**TASK BRIEF:**
In the lines below, swap "campfire" for "bonfire" and change nothing else, reproducing everything from the start of the lines down through the line containing "xmin=328 ymin=165 xmax=460 ymax=238". Leave the pictures out of your answer.

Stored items
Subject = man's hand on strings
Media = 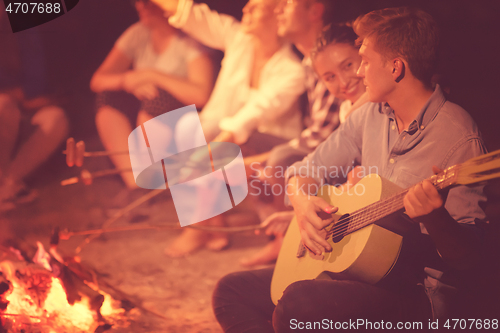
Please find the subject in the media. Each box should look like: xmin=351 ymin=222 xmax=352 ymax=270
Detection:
xmin=403 ymin=166 xmax=444 ymax=219
xmin=293 ymin=196 xmax=338 ymax=255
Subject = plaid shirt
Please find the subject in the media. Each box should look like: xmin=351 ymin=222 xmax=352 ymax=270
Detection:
xmin=298 ymin=58 xmax=340 ymax=151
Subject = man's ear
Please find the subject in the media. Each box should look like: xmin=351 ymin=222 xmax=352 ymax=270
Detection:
xmin=392 ymin=58 xmax=406 ymax=83
xmin=309 ymin=2 xmax=325 ymax=22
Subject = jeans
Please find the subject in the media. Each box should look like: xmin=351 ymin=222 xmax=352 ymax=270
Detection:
xmin=213 ymin=268 xmax=431 ymax=333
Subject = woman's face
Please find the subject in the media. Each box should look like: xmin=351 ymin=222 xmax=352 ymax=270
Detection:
xmin=135 ymin=0 xmax=166 ymax=27
xmin=241 ymin=0 xmax=278 ymax=36
xmin=313 ymin=43 xmax=366 ymax=103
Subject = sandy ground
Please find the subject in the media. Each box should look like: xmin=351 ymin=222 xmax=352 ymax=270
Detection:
xmin=0 ymin=148 xmax=274 ymax=333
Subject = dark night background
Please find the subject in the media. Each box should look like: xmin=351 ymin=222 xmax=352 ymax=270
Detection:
xmin=0 ymin=0 xmax=500 ymax=169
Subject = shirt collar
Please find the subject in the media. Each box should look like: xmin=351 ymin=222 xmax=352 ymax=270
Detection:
xmin=379 ymin=84 xmax=446 ymax=132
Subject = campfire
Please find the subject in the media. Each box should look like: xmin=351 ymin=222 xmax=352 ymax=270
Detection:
xmin=0 ymin=243 xmax=127 ymax=333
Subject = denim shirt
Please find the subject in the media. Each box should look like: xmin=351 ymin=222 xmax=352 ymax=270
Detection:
xmin=286 ymin=86 xmax=486 ymax=317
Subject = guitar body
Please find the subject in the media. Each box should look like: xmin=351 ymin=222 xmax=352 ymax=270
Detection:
xmin=271 ymin=174 xmax=402 ymax=304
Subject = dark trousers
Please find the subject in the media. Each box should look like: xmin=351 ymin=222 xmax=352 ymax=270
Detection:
xmin=213 ymin=268 xmax=431 ymax=333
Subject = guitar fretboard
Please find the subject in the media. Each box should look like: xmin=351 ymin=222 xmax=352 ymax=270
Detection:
xmin=328 ymin=165 xmax=460 ymax=238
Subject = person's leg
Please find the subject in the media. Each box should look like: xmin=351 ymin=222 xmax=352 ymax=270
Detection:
xmin=8 ymin=106 xmax=69 ymax=181
xmin=96 ymin=105 xmax=137 ymax=189
xmin=0 ymin=94 xmax=21 ymax=174
xmin=273 ymin=280 xmax=432 ymax=333
xmin=165 ymin=114 xmax=229 ymax=257
xmin=212 ymin=268 xmax=274 ymax=333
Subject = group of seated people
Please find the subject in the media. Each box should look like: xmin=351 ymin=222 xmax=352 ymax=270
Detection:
xmin=0 ymin=0 xmax=495 ymax=332
xmin=106 ymin=0 xmax=491 ymax=332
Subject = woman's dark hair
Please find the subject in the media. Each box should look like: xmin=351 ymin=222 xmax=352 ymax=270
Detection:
xmin=311 ymin=23 xmax=359 ymax=58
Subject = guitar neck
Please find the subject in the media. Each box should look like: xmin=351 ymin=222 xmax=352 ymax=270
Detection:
xmin=329 ymin=150 xmax=500 ymax=238
xmin=338 ymin=165 xmax=460 ymax=236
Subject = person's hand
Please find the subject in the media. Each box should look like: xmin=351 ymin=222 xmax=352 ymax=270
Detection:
xmin=130 ymin=83 xmax=158 ymax=101
xmin=292 ymin=195 xmax=338 ymax=255
xmin=212 ymin=131 xmax=234 ymax=142
xmin=151 ymin=0 xmax=179 ymax=17
xmin=255 ymin=210 xmax=294 ymax=237
xmin=403 ymin=166 xmax=444 ymax=219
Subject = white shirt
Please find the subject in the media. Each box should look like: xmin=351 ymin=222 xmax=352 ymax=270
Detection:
xmin=169 ymin=0 xmax=305 ymax=144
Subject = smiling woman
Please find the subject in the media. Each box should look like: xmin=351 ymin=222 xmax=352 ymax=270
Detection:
xmin=311 ymin=24 xmax=366 ymax=122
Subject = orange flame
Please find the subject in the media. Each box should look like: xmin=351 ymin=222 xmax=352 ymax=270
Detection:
xmin=0 ymin=261 xmax=124 ymax=333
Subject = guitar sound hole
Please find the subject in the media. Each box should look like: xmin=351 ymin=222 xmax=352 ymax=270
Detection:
xmin=331 ymin=214 xmax=351 ymax=243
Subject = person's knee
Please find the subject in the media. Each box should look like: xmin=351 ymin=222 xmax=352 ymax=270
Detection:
xmin=212 ymin=272 xmax=241 ymax=308
xmin=31 ymin=106 xmax=69 ymax=137
xmin=273 ymin=281 xmax=312 ymax=326
xmin=0 ymin=94 xmax=21 ymax=123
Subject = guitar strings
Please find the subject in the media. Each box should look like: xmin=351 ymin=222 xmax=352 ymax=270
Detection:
xmin=327 ymin=190 xmax=408 ymax=237
xmin=327 ymin=170 xmax=458 ymax=238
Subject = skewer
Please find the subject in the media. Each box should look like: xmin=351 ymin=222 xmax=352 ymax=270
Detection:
xmin=63 ymin=138 xmax=128 ymax=167
xmin=61 ymin=168 xmax=132 ymax=186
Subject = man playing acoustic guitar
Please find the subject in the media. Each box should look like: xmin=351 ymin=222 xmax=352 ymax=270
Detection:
xmin=213 ymin=8 xmax=485 ymax=332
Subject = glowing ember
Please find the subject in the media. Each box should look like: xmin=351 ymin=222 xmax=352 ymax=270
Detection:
xmin=0 ymin=261 xmax=124 ymax=333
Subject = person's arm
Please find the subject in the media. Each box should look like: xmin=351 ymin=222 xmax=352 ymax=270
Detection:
xmin=285 ymin=105 xmax=368 ymax=255
xmin=286 ymin=176 xmax=338 ymax=255
xmin=404 ymin=171 xmax=480 ymax=268
xmin=404 ymin=138 xmax=486 ymax=268
xmin=152 ymin=0 xmax=240 ymax=51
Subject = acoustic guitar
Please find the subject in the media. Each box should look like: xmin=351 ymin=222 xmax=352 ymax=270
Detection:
xmin=271 ymin=150 xmax=500 ymax=304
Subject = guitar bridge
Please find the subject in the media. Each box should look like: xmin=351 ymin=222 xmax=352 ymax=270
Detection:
xmin=296 ymin=242 xmax=306 ymax=258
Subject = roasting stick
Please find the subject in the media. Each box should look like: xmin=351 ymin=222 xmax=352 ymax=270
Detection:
xmin=63 ymin=138 xmax=128 ymax=167
xmin=75 ymin=189 xmax=165 ymax=254
xmin=60 ymin=223 xmax=263 ymax=240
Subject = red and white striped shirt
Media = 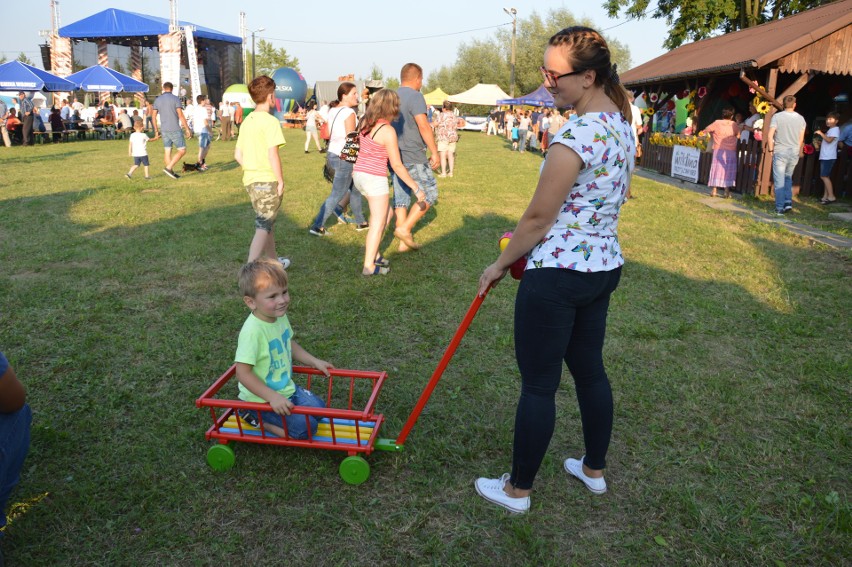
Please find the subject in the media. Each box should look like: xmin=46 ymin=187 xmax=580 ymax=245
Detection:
xmin=352 ymin=120 xmax=389 ymax=177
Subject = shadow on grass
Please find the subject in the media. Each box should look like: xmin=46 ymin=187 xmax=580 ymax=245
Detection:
xmin=0 ymin=158 xmax=849 ymax=564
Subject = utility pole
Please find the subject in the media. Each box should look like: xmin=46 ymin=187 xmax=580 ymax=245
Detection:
xmin=240 ymin=12 xmax=248 ymax=84
xmin=503 ymin=8 xmax=518 ymax=98
xmin=249 ymin=28 xmax=266 ymax=82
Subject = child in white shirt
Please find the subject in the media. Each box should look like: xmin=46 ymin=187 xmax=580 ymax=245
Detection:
xmin=814 ymin=112 xmax=840 ymax=205
xmin=124 ymin=120 xmax=151 ymax=179
xmin=192 ymin=95 xmax=212 ymax=171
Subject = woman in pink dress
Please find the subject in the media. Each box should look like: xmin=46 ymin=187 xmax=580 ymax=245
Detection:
xmin=704 ymin=108 xmax=740 ymax=199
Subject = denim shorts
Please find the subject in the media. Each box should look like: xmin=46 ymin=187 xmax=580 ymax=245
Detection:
xmin=393 ymin=163 xmax=438 ymax=209
xmin=160 ymin=130 xmax=186 ymax=150
xmin=239 ymin=386 xmax=325 ymax=439
xmin=246 ymin=181 xmax=281 ymax=232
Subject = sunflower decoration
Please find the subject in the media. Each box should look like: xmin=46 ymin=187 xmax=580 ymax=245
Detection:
xmin=754 ymin=100 xmax=771 ymax=116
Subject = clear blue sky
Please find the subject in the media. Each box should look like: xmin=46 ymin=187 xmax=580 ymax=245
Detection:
xmin=0 ymin=0 xmax=666 ymax=84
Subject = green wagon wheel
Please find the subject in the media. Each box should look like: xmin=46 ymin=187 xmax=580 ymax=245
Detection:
xmin=207 ymin=444 xmax=237 ymax=471
xmin=339 ymin=455 xmax=370 ymax=485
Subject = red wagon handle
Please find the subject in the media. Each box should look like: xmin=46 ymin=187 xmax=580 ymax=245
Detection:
xmin=396 ymin=286 xmax=491 ymax=447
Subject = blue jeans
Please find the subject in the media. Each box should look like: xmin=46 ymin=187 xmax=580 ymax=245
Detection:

**FINISHED TASK:**
Subject = man's hand on strings
Media = 
Please find the subject in the media. Each box should look like: xmin=351 ymin=222 xmax=352 ymax=270
Detection:
xmin=403 ymin=166 xmax=444 ymax=219
xmin=293 ymin=196 xmax=338 ymax=255
Subject = plaid shirt
Please find the subject in the media. Each box should look like: xmin=351 ymin=222 xmax=352 ymax=270
Detection:
xmin=298 ymin=58 xmax=340 ymax=151
Subject = man's ear
Please find the subject in the media. Each box should look like: xmin=351 ymin=222 xmax=352 ymax=270
Detection:
xmin=392 ymin=58 xmax=406 ymax=83
xmin=309 ymin=2 xmax=325 ymax=22
Subject = jeans
Please find the subject in the media. Each box should look like: xmin=351 ymin=222 xmax=352 ymax=270
Detection:
xmin=213 ymin=268 xmax=431 ymax=333
Subject = woman's face
Please find the subject in the media. Each box should look like: xmin=351 ymin=222 xmax=352 ymax=270
Detection:
xmin=135 ymin=0 xmax=166 ymax=27
xmin=241 ymin=0 xmax=278 ymax=36
xmin=313 ymin=43 xmax=366 ymax=103
Subject = sandy ground
Please find the subject in the media. Each box should look like: xmin=351 ymin=222 xmax=352 ymax=270
Detection:
xmin=0 ymin=148 xmax=274 ymax=333
Subject = dark night background
Please find the subject in the media. Each box should look like: xmin=351 ymin=222 xmax=352 ymax=270
Detection:
xmin=0 ymin=0 xmax=500 ymax=169
Subject = shirt collar
Please find the subject in the media. Each box should look like: xmin=351 ymin=222 xmax=352 ymax=270
Detection:
xmin=379 ymin=84 xmax=446 ymax=132
Subject = bonfire
Please find the subject in the media. Each box should look like: xmin=351 ymin=222 xmax=352 ymax=270
Detection:
xmin=0 ymin=243 xmax=127 ymax=333
Subject = denim shirt
Please find the subject in the media. Each box should look like: xmin=351 ymin=222 xmax=352 ymax=270
Detection:
xmin=286 ymin=86 xmax=486 ymax=317
Subject = guitar body
Please find the subject in the media. Each box should look like: xmin=351 ymin=222 xmax=352 ymax=270
Detection:
xmin=271 ymin=174 xmax=402 ymax=304
Subject = dark trousers
Please find the subject in the media. Each box should look like: xmin=351 ymin=222 xmax=352 ymax=270
Detection:
xmin=213 ymin=268 xmax=431 ymax=333
Subject = guitar fretboard
Please find the subject in the media. Each box should look like: xmin=351 ymin=222 xmax=352 ymax=270
Detection:
xmin=328 ymin=165 xmax=460 ymax=238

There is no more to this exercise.